_TASK REQUIREMENTS_.
Below this task are records; return each one exactly and omit its images.

Start of Block

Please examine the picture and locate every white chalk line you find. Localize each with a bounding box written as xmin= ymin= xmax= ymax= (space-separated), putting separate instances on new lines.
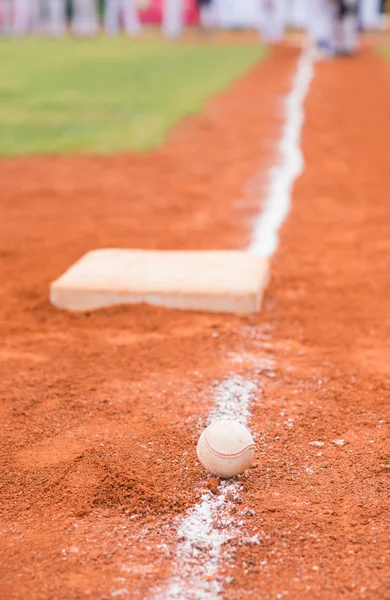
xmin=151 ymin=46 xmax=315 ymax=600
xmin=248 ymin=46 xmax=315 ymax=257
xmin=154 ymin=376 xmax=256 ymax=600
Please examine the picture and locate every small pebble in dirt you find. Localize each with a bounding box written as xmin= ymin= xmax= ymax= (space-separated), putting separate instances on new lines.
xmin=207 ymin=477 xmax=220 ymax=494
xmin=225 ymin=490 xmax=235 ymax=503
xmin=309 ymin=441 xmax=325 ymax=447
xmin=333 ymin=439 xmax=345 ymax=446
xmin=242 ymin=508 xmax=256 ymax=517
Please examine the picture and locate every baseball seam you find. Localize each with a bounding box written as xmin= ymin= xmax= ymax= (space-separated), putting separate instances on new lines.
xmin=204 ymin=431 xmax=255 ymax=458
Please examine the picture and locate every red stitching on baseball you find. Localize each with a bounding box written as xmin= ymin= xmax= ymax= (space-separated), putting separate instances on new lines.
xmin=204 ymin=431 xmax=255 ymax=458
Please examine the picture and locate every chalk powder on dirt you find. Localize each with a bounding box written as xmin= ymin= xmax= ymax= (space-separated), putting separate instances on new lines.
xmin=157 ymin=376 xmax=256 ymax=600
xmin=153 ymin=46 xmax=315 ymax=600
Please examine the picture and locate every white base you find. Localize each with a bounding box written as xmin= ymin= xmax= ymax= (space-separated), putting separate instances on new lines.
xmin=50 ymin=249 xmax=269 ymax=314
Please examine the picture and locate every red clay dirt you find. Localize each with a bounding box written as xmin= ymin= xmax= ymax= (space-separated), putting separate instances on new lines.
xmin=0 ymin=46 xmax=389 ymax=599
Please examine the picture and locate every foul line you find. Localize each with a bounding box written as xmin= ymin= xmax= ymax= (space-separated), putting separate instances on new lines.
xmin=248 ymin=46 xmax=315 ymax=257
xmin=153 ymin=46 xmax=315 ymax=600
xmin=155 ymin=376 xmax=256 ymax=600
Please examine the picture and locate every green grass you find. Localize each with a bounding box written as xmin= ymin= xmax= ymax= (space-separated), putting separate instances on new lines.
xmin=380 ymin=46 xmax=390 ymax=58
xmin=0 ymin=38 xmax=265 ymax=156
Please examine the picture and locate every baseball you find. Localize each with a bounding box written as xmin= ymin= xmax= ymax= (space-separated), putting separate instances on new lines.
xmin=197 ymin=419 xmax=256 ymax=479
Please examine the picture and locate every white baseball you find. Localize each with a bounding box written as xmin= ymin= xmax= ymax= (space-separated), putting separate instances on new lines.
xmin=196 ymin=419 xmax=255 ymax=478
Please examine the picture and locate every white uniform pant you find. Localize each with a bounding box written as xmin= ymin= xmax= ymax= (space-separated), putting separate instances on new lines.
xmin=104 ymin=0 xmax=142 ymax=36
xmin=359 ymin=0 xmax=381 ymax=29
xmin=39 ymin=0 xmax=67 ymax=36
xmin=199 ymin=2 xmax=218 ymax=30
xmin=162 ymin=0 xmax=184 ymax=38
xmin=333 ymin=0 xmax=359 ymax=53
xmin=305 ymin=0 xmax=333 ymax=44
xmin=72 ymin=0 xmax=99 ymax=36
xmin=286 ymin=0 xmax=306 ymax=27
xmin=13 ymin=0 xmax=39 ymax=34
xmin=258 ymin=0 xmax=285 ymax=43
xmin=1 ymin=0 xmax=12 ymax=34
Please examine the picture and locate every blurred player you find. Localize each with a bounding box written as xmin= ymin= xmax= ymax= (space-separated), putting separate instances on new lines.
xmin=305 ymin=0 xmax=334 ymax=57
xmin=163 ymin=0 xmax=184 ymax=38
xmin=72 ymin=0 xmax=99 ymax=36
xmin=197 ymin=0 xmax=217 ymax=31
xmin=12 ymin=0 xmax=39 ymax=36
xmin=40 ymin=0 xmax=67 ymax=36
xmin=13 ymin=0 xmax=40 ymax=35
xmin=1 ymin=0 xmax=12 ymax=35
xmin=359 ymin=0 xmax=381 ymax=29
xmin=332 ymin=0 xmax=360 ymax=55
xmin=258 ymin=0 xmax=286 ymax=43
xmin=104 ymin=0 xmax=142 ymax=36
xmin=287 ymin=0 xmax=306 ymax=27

End of Block

_ANSWER SECTION_.
Please examine the picture and locate every white chalk line you find. Localize each with a bounding box written as xmin= ymin= xmax= ymax= (space-separated), putting separate instances on new lines.
xmin=151 ymin=46 xmax=315 ymax=600
xmin=248 ymin=46 xmax=315 ymax=257
xmin=154 ymin=376 xmax=256 ymax=600
Please examine the picture and locate every small pebble in dirt you find. Localize each with a bounding box written as xmin= ymin= xmax= ymax= (space-separated), putting separate instances on new lines.
xmin=207 ymin=477 xmax=220 ymax=494
xmin=225 ymin=490 xmax=235 ymax=503
xmin=309 ymin=441 xmax=325 ymax=447
xmin=333 ymin=439 xmax=345 ymax=446
xmin=242 ymin=508 xmax=256 ymax=517
Please examine the picture and locate every baseball seam you find. Localize each with a bounding box written as xmin= ymin= xmax= ymax= (space-separated), putting separate instances on new lines.
xmin=204 ymin=431 xmax=255 ymax=458
Please examine the picture and locate every red stitching on baseball you find. Localize each with a bounding box written as xmin= ymin= xmax= ymax= (space-separated), putting separate instances on new lines.
xmin=204 ymin=431 xmax=255 ymax=458
Please examine the picture and locate every chalk powder on dirt you find. Localize each with a bounding box written as xmin= ymin= xmax= ymax= (space-separated), putting separate instances on new lines.
xmin=157 ymin=376 xmax=256 ymax=600
xmin=153 ymin=46 xmax=315 ymax=600
Please examine the picture and locate every white base you find. Localize each with a bounding box written as xmin= ymin= xmax= ymax= (space-separated), putting separate instances on new lines.
xmin=50 ymin=249 xmax=269 ymax=314
Please examine the picture and locate every red clay dirt you find. Localize each with a bounding box written as xmin= ymin= xmax= ymax= (space-separated), putting separate instances on new lines.
xmin=0 ymin=46 xmax=389 ymax=599
Please examine the picture and locate every foul line you find. Localize each with a bounding box written as xmin= ymin= xmax= ymax= (space-separated), putting separate instances on new lines.
xmin=248 ymin=46 xmax=315 ymax=257
xmin=153 ymin=46 xmax=315 ymax=600
xmin=155 ymin=376 xmax=256 ymax=600
Please examine the picture and locate every green grass you find. Localize each with a bounding box written as xmin= ymin= xmax= ymax= (space-separated), putting separate instances on new lines.
xmin=380 ymin=46 xmax=390 ymax=58
xmin=0 ymin=38 xmax=265 ymax=156
Please examine the picture and locate every baseball you find. Localize each with a bounding box written as xmin= ymin= xmax= ymax= (space-separated), putting separate instances on new lines.
xmin=197 ymin=419 xmax=256 ymax=479
Please examine the picture and locate every white baseball you find. Localize each with a bounding box written as xmin= ymin= xmax= ymax= (space-separated), putting separate instances on new lines.
xmin=196 ymin=419 xmax=255 ymax=478
Please examine the picture and locate every white uniform pant you find. Localize each with a bounding box written as xmin= ymin= xmax= ymax= (space-separated), putting separate instances on new lines.
xmin=104 ymin=0 xmax=142 ymax=36
xmin=359 ymin=0 xmax=381 ymax=29
xmin=39 ymin=0 xmax=67 ymax=36
xmin=199 ymin=2 xmax=218 ymax=30
xmin=162 ymin=0 xmax=184 ymax=38
xmin=333 ymin=0 xmax=359 ymax=53
xmin=305 ymin=0 xmax=333 ymax=44
xmin=72 ymin=0 xmax=99 ymax=36
xmin=286 ymin=0 xmax=306 ymax=27
xmin=13 ymin=0 xmax=39 ymax=34
xmin=258 ymin=0 xmax=285 ymax=43
xmin=1 ymin=0 xmax=12 ymax=34
Please examine the picture and locate every blurred player you find. Localize each with a bounding box written as xmin= ymin= xmax= ymax= (space-separated), putting separate instances on new lines.
xmin=305 ymin=0 xmax=334 ymax=57
xmin=163 ymin=0 xmax=184 ymax=38
xmin=72 ymin=0 xmax=99 ymax=36
xmin=197 ymin=0 xmax=217 ymax=31
xmin=12 ymin=0 xmax=39 ymax=36
xmin=40 ymin=0 xmax=67 ymax=36
xmin=13 ymin=0 xmax=40 ymax=35
xmin=1 ymin=0 xmax=12 ymax=35
xmin=359 ymin=0 xmax=381 ymax=29
xmin=332 ymin=0 xmax=360 ymax=55
xmin=258 ymin=0 xmax=286 ymax=43
xmin=104 ymin=0 xmax=142 ymax=36
xmin=287 ymin=0 xmax=306 ymax=27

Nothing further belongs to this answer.